Written problem. Convert the listing below into a two-column CSV with the header instruction,response. Give one row per entry: its text in the instruction column and its answer in the response column, each in a single quoted field with line breaks replaced by spaces, and leave out the pictures.

Extracted information.
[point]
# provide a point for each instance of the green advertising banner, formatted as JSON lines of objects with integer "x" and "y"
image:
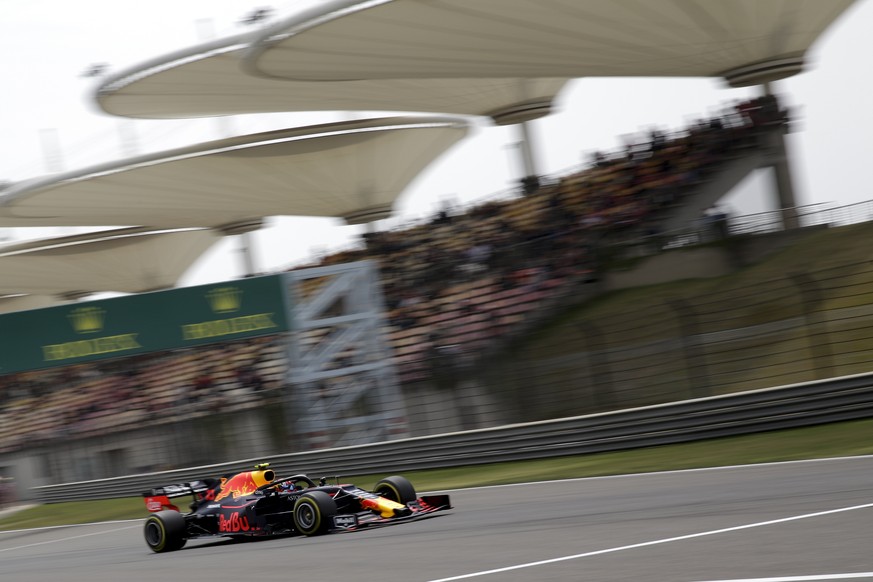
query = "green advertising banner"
{"x": 137, "y": 324}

Answer to this exercise.
instruction,response
"[point] # provide a point for each instance of the green advertising banner, formatted as JSON lines of objects with integer ""x"" and ""y"" image: query = ""green advertising banner""","{""x"": 137, ""y"": 324}"